[The request]: Reproduce the records below exactly, leaving out any pictures.

[Dataset rows]:
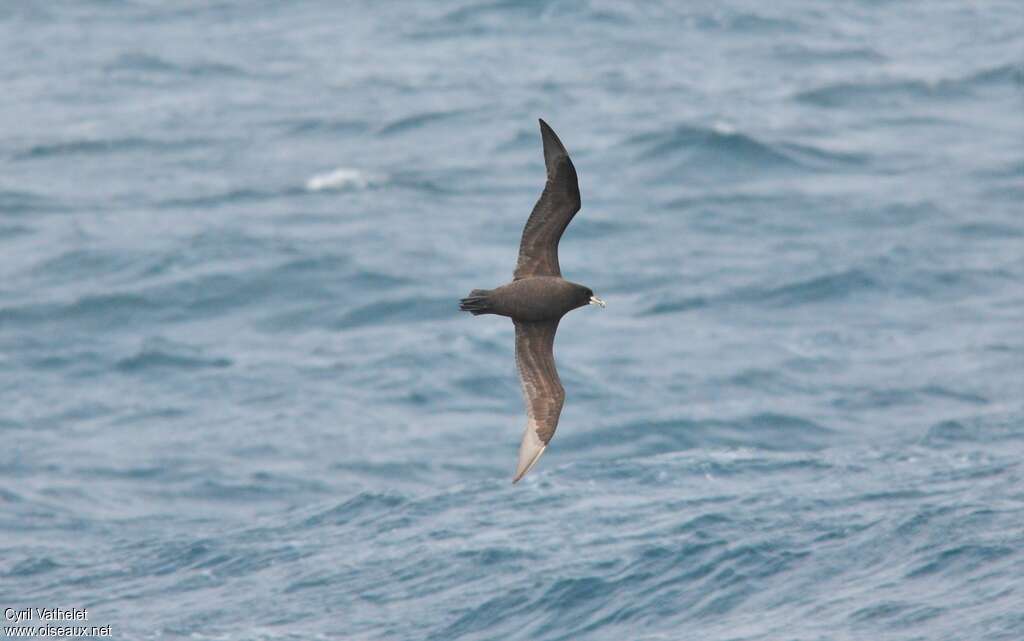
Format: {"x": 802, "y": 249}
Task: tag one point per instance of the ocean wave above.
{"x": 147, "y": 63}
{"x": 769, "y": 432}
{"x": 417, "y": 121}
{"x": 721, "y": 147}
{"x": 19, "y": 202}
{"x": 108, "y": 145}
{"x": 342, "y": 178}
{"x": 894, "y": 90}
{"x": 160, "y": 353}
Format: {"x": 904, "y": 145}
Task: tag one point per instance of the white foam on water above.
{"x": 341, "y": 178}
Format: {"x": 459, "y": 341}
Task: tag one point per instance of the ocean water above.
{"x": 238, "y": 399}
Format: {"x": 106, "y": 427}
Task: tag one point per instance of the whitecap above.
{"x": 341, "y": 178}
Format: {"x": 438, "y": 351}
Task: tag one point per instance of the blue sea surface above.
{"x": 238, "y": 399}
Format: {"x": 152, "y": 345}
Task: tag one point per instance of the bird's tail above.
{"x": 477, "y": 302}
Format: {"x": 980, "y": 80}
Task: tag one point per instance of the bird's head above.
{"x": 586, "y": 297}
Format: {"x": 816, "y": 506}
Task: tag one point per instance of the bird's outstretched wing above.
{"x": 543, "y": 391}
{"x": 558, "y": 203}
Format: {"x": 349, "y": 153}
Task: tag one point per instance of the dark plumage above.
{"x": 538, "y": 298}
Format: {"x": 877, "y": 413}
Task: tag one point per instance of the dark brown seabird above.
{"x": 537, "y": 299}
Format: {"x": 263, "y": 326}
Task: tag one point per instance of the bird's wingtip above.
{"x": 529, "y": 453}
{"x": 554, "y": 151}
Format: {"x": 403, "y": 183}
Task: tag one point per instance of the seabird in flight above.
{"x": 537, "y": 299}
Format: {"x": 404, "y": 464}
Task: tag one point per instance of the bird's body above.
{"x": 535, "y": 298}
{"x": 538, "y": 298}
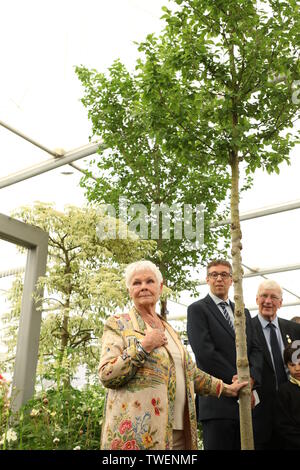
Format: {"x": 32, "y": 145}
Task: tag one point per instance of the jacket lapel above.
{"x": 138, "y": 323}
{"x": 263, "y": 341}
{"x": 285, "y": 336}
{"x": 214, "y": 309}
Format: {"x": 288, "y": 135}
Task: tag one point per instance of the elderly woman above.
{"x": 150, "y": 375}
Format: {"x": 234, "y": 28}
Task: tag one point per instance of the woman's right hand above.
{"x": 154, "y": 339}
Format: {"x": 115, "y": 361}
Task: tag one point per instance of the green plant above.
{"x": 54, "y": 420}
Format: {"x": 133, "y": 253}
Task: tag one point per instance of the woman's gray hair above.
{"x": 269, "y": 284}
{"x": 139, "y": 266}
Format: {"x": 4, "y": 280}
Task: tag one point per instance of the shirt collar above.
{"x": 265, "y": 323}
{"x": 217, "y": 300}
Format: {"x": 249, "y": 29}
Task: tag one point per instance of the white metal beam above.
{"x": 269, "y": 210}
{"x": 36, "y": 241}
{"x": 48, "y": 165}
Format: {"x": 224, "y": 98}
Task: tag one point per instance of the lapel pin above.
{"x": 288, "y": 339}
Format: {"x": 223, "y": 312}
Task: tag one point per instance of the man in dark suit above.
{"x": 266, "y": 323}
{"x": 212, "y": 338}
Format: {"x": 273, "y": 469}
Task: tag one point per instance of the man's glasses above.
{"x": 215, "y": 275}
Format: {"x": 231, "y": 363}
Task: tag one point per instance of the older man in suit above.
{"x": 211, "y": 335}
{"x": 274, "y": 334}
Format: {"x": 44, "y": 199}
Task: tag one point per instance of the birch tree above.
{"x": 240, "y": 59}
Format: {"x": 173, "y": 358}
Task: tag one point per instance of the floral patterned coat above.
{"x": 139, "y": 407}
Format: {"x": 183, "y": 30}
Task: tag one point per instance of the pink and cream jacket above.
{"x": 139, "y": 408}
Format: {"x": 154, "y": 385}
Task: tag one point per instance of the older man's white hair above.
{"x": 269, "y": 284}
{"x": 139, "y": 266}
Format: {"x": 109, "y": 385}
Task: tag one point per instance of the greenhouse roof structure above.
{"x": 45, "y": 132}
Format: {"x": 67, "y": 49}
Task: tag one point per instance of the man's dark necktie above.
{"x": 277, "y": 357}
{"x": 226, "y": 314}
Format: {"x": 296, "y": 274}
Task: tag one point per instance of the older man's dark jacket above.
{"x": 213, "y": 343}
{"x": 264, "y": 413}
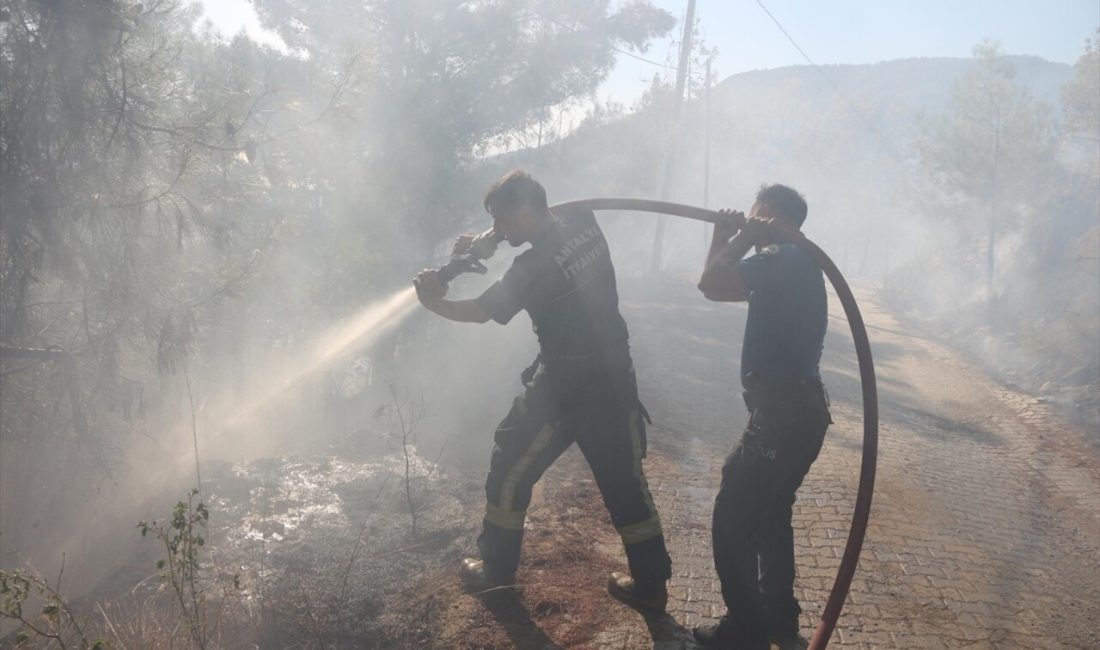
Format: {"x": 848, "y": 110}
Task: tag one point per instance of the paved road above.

[Full answer]:
Format: {"x": 802, "y": 249}
Task: tag one point per instance of the ocean wave above.
{"x": 147, "y": 63}
{"x": 769, "y": 432}
{"x": 417, "y": 121}
{"x": 721, "y": 147}
{"x": 19, "y": 202}
{"x": 108, "y": 145}
{"x": 342, "y": 178}
{"x": 894, "y": 90}
{"x": 160, "y": 353}
Format: {"x": 904, "y": 145}
Task: tag one point per instance of the white foam on water above.
{"x": 341, "y": 178}
Format: {"x": 459, "y": 341}
Task: tag one point per instance of the ocean water above.
{"x": 238, "y": 399}
Format: {"x": 106, "y": 427}
Task: tag one point per instance of the whitecap above.
{"x": 341, "y": 178}
Format: {"x": 438, "y": 351}
Task: tag one point per instance of the blue sea surface above.
{"x": 238, "y": 399}
Format: {"x": 152, "y": 345}
Task: tag one point per instance of the bird's tail above.
{"x": 477, "y": 302}
Format: {"x": 980, "y": 80}
Task: tag one point per instance of the bird's head above.
{"x": 586, "y": 297}
Format: {"x": 816, "y": 506}
Task: tag one point per instance of the bird's outstretched wing above.
{"x": 543, "y": 391}
{"x": 558, "y": 203}
Format: {"x": 349, "y": 153}
Task: tag one point per instance of the dark plumage above.
{"x": 538, "y": 298}
Format: {"x": 877, "y": 413}
Task: tag one point per instance of the dark brown seabird above.
{"x": 537, "y": 299}
Format: {"x": 263, "y": 326}
Task: tag one point per instance of the bird's wingtip above.
{"x": 529, "y": 453}
{"x": 554, "y": 151}
Format: {"x": 403, "y": 183}
Task: tag one point per instance of the seabird in flight above.
{"x": 537, "y": 299}
Format: {"x": 404, "y": 464}
Task: tag one point per instance of the bird's body above.
{"x": 535, "y": 298}
{"x": 538, "y": 298}
Format: {"x": 32, "y": 145}
Task: tag one point per instance of the jacket lapel above.
{"x": 138, "y": 323}
{"x": 263, "y": 341}
{"x": 285, "y": 336}
{"x": 214, "y": 309}
Format: {"x": 288, "y": 135}
Task: tag one point per instance of the elderly woman above.
{"x": 150, "y": 375}
Format: {"x": 234, "y": 28}
Task: tag one point per instance of the woman's right hand above.
{"x": 154, "y": 339}
Format: {"x": 115, "y": 361}
Task: tag one point per instance of the green plant above.
{"x": 54, "y": 420}
Format: {"x": 133, "y": 253}
Task: tag one point per instance of the woman's gray hair above.
{"x": 269, "y": 284}
{"x": 139, "y": 266}
Format: {"x": 4, "y": 280}
Task: tag one point per instance of the shirt collar above.
{"x": 265, "y": 323}
{"x": 217, "y": 300}
Format: {"x": 249, "y": 29}
Task: tag one point per instance of the white metal beam above.
{"x": 269, "y": 210}
{"x": 36, "y": 241}
{"x": 48, "y": 165}
Format: {"x": 224, "y": 98}
Task: tag one point per instance of the lapel pin above.
{"x": 288, "y": 339}
Format: {"x": 223, "y": 312}
Task: tag one point per instance of the man in dark suit above.
{"x": 266, "y": 323}
{"x": 212, "y": 338}
Format: {"x": 273, "y": 469}
Task: tag one point per instance of the man's glasses above.
{"x": 215, "y": 275}
Format: {"x": 231, "y": 363}
Task: tag one point per instance of the older man in suit above.
{"x": 211, "y": 335}
{"x": 274, "y": 334}
Format: {"x": 44, "y": 199}
Task: tag one point per instance of the birch tree above.
{"x": 240, "y": 59}
Format: {"x": 173, "y": 358}
Task: tag one point per instance of the floral patterned coat above.
{"x": 139, "y": 407}
Format: {"x": 183, "y": 30}
Task: tag one point per instance of the pink and cream jacket above.
{"x": 139, "y": 408}
Format: {"x": 154, "y": 385}
Task: tag one point per instance of the older man's white hair above.
{"x": 269, "y": 284}
{"x": 139, "y": 266}
Format: {"x": 109, "y": 385}
Task: tag one point per instance of the greenhouse roof structure above.
{"x": 45, "y": 132}
Format: {"x": 67, "y": 49}
Task: tag one point per instance of the man's dark necktie above.
{"x": 277, "y": 357}
{"x": 226, "y": 314}
Format: {"x": 296, "y": 274}
Task: tag one point per instance of the older man's dark jacket above.
{"x": 213, "y": 343}
{"x": 264, "y": 413}
Format: {"x": 848, "y": 110}
Task: tag one point per instance of the paved road above.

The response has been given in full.